_What needs to be done:_ Whichever lines of the entries hold the word "below" should be identified and copied.

★ ★ ★

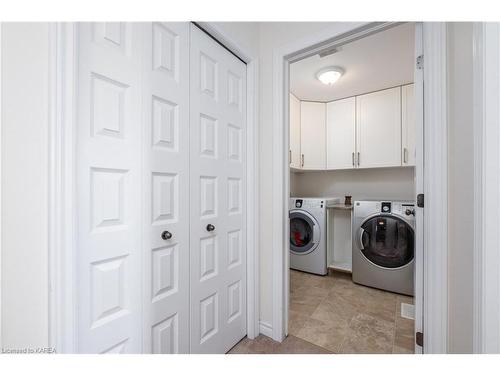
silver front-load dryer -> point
(384, 245)
(308, 234)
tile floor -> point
(331, 314)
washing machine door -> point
(304, 232)
(387, 241)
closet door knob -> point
(166, 235)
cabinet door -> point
(378, 127)
(294, 132)
(341, 134)
(313, 133)
(408, 125)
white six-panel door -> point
(108, 182)
(166, 187)
(217, 169)
(160, 155)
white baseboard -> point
(266, 329)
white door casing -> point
(408, 125)
(341, 134)
(109, 188)
(218, 196)
(294, 132)
(166, 193)
(312, 131)
(378, 118)
(418, 91)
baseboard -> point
(266, 329)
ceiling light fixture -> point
(330, 75)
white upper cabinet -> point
(341, 134)
(408, 125)
(378, 138)
(295, 159)
(313, 133)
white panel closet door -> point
(109, 188)
(217, 168)
(166, 182)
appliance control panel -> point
(404, 209)
(309, 203)
(386, 207)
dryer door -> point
(304, 232)
(387, 241)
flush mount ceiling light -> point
(330, 75)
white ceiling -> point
(379, 61)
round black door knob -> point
(166, 235)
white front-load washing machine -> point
(308, 234)
(383, 245)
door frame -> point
(62, 172)
(434, 309)
(486, 90)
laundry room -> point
(353, 156)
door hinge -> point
(420, 62)
(420, 200)
(419, 338)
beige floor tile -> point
(369, 335)
(295, 345)
(400, 350)
(295, 322)
(335, 308)
(305, 300)
(327, 335)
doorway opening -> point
(355, 151)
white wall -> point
(376, 183)
(24, 250)
(245, 34)
(460, 188)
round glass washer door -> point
(387, 241)
(304, 232)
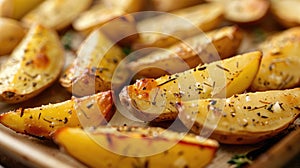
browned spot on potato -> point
(35, 130)
(41, 60)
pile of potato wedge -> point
(229, 76)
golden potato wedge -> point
(280, 62)
(246, 11)
(124, 147)
(155, 99)
(243, 118)
(56, 14)
(42, 121)
(33, 66)
(128, 6)
(92, 70)
(11, 34)
(16, 9)
(114, 22)
(95, 17)
(169, 5)
(286, 12)
(189, 53)
(182, 23)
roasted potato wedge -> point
(246, 11)
(92, 70)
(242, 119)
(42, 121)
(95, 17)
(124, 147)
(16, 9)
(189, 53)
(11, 34)
(280, 62)
(286, 12)
(33, 66)
(56, 14)
(128, 6)
(204, 16)
(114, 22)
(155, 99)
(169, 5)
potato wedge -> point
(42, 121)
(16, 9)
(124, 147)
(286, 12)
(154, 99)
(204, 16)
(95, 17)
(56, 14)
(246, 11)
(92, 70)
(114, 22)
(11, 34)
(280, 62)
(189, 53)
(33, 66)
(243, 119)
(169, 5)
(128, 6)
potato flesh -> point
(92, 70)
(42, 121)
(129, 6)
(56, 14)
(246, 11)
(205, 17)
(243, 118)
(95, 17)
(287, 12)
(169, 5)
(151, 99)
(12, 34)
(34, 65)
(190, 53)
(16, 9)
(193, 152)
(279, 61)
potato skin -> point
(123, 147)
(11, 34)
(243, 118)
(44, 120)
(33, 66)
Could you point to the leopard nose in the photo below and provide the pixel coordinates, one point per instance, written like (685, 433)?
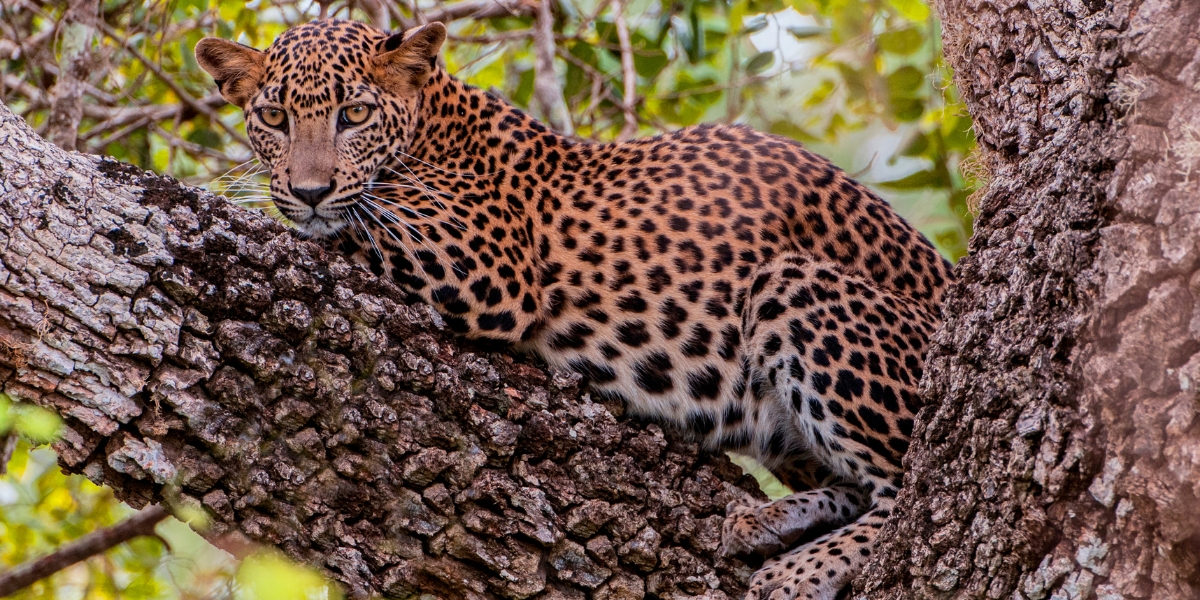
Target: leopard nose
(312, 196)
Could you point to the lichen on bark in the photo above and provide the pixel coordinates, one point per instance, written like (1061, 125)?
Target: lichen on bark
(201, 352)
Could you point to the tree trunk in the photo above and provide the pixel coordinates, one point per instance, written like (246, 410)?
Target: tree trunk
(1060, 454)
(201, 353)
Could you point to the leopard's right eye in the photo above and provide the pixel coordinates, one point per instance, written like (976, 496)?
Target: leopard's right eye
(273, 117)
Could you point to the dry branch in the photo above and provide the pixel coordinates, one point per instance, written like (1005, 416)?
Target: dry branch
(629, 75)
(199, 351)
(547, 90)
(83, 549)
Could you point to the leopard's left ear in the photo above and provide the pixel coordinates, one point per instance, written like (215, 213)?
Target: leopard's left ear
(409, 58)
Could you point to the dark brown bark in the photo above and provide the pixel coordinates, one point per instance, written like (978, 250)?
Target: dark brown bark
(88, 546)
(1059, 457)
(199, 352)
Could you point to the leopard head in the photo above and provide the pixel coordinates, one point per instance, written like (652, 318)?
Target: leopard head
(328, 106)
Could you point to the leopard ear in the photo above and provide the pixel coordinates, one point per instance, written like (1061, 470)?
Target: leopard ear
(237, 69)
(409, 58)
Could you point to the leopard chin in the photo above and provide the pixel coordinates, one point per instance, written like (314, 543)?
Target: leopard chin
(316, 226)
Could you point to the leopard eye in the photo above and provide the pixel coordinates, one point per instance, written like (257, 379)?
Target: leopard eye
(273, 117)
(355, 114)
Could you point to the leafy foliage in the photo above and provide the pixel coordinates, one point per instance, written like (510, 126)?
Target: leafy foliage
(858, 81)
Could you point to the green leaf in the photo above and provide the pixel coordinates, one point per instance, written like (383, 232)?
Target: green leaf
(916, 181)
(756, 24)
(905, 82)
(912, 10)
(907, 109)
(269, 575)
(916, 147)
(759, 63)
(903, 42)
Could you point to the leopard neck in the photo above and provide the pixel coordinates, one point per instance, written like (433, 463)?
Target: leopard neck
(459, 124)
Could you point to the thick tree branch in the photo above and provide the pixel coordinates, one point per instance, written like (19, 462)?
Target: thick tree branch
(199, 349)
(83, 549)
(1057, 455)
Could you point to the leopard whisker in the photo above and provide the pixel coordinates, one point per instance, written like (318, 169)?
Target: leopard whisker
(414, 214)
(417, 180)
(361, 226)
(460, 174)
(413, 231)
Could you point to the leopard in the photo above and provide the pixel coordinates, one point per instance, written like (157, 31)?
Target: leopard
(724, 281)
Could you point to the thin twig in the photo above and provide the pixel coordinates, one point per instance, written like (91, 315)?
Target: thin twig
(88, 546)
(546, 89)
(630, 75)
(171, 83)
(7, 445)
(477, 10)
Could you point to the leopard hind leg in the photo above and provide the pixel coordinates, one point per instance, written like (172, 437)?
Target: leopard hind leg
(838, 360)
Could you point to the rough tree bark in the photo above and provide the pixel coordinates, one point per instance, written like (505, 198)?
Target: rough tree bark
(201, 353)
(1060, 455)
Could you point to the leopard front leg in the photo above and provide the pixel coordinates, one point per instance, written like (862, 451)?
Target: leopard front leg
(835, 361)
(821, 569)
(771, 528)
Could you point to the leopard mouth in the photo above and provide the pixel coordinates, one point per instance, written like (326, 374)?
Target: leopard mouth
(313, 223)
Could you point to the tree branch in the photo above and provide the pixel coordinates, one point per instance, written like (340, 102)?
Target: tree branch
(184, 96)
(479, 10)
(83, 549)
(630, 75)
(547, 90)
(201, 351)
(66, 99)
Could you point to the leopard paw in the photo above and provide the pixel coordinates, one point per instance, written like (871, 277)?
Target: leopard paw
(745, 532)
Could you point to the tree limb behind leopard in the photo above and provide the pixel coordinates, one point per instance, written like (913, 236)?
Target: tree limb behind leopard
(723, 280)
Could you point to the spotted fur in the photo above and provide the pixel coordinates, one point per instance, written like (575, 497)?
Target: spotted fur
(715, 277)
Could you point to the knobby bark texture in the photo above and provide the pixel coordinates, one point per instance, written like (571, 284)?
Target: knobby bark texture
(1060, 454)
(201, 353)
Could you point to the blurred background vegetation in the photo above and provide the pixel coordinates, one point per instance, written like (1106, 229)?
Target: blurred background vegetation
(858, 81)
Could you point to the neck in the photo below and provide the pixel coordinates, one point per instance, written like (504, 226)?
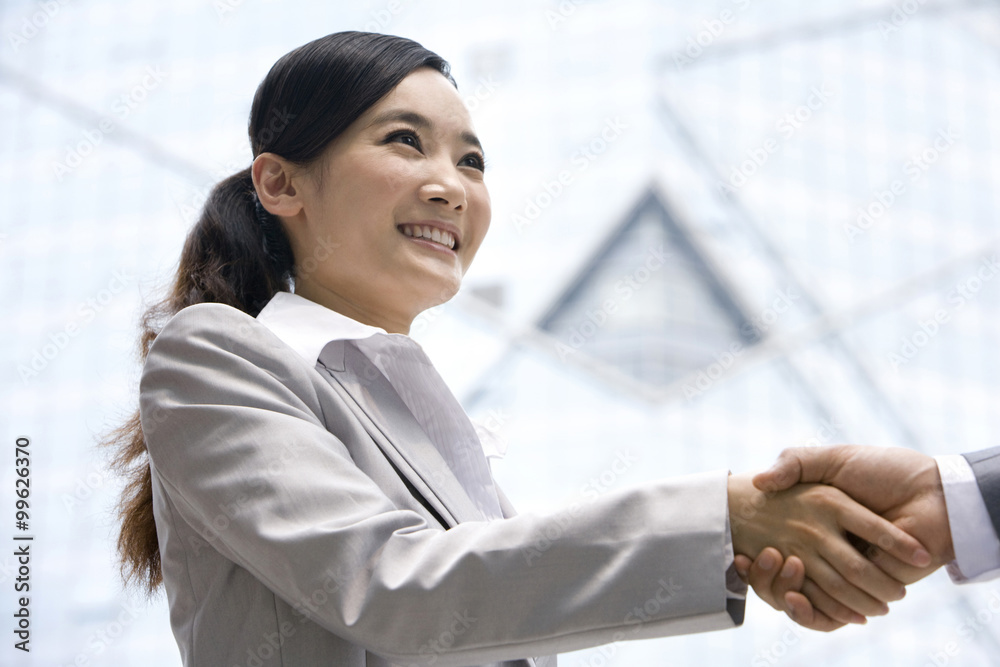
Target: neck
(359, 312)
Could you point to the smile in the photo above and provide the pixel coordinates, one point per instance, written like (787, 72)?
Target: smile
(430, 233)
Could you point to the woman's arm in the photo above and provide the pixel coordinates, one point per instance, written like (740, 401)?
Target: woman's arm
(221, 398)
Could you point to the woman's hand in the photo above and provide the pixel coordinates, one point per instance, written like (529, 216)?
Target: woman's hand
(810, 522)
(779, 583)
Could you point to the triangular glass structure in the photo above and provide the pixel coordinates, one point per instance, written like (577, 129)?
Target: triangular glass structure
(648, 302)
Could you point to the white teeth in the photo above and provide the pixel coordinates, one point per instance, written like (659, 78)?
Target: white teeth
(428, 232)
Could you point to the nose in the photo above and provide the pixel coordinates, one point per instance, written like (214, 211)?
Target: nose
(444, 186)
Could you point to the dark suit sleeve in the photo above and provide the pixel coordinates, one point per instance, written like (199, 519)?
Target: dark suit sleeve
(986, 466)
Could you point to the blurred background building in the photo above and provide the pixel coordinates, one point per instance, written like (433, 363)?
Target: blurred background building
(720, 229)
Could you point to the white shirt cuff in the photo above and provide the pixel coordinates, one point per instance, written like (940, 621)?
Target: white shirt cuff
(977, 549)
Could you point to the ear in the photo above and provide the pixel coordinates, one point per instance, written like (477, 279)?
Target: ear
(272, 178)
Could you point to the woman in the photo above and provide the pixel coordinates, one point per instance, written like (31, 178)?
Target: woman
(314, 495)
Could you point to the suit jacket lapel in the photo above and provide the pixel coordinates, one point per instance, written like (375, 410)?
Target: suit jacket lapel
(396, 432)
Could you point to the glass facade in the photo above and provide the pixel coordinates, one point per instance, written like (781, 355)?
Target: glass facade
(799, 200)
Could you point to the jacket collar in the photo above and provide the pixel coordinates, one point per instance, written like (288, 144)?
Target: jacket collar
(396, 432)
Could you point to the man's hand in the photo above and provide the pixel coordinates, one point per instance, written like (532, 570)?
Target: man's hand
(810, 522)
(902, 485)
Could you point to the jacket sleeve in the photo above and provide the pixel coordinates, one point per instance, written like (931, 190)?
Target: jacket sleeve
(986, 466)
(220, 395)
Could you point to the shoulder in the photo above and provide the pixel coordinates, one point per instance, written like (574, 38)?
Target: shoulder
(209, 326)
(216, 343)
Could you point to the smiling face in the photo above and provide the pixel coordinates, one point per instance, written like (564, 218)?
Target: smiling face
(385, 224)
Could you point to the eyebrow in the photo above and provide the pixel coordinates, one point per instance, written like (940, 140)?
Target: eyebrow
(419, 121)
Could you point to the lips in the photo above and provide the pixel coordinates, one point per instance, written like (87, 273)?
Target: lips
(430, 233)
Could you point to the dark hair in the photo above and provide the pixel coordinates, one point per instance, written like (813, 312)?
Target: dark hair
(239, 254)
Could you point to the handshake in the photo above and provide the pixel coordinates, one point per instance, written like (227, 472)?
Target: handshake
(830, 535)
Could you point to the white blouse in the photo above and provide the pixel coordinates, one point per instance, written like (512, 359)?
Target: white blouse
(308, 327)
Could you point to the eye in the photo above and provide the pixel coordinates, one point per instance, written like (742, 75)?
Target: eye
(474, 160)
(407, 137)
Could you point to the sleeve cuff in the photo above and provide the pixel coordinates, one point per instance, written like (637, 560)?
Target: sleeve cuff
(977, 549)
(736, 588)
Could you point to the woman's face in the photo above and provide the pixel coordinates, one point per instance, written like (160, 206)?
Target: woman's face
(410, 168)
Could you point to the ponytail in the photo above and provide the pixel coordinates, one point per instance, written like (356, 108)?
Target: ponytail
(237, 254)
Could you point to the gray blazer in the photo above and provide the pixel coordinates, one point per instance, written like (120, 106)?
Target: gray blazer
(305, 519)
(986, 466)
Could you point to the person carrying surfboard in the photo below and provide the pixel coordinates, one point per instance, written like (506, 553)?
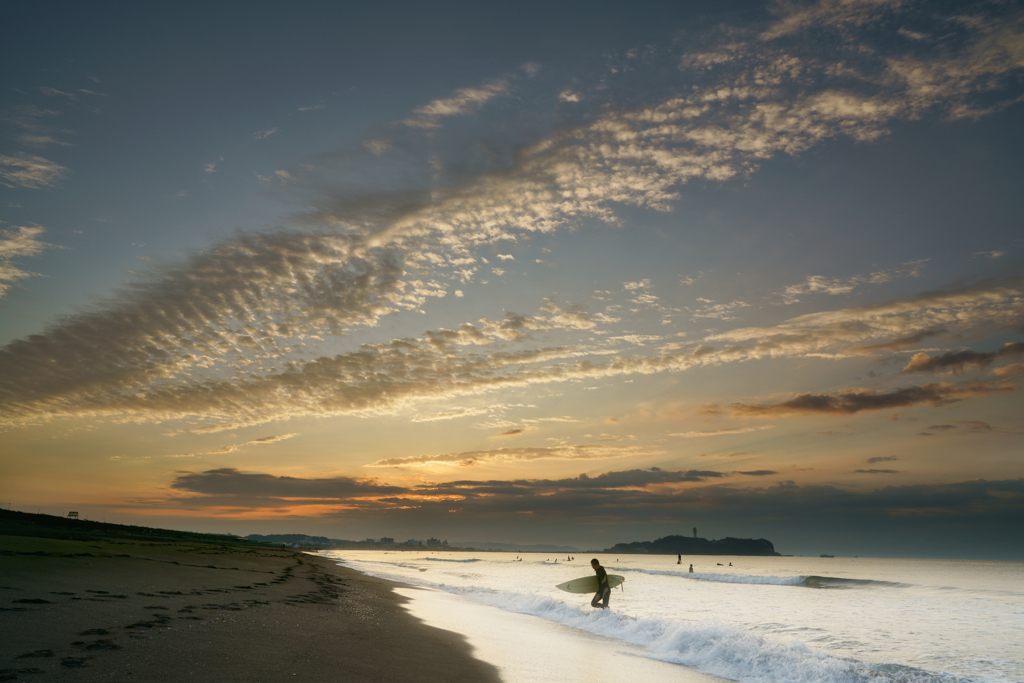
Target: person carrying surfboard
(603, 590)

★ ★ ★

_Answer to the exercise:_
Could you point to the leopard nose in the photo below and provide the pixel coordinates, one point per instance, written like (685, 433)?
Could you point to the neck in the photo below and provide the pixel coordinates, one point per instance, written like (504, 226)?
Could you point to the person carrying surfboard in the photo below and provide the pixel coordinates, one point per instance, written like (506, 553)?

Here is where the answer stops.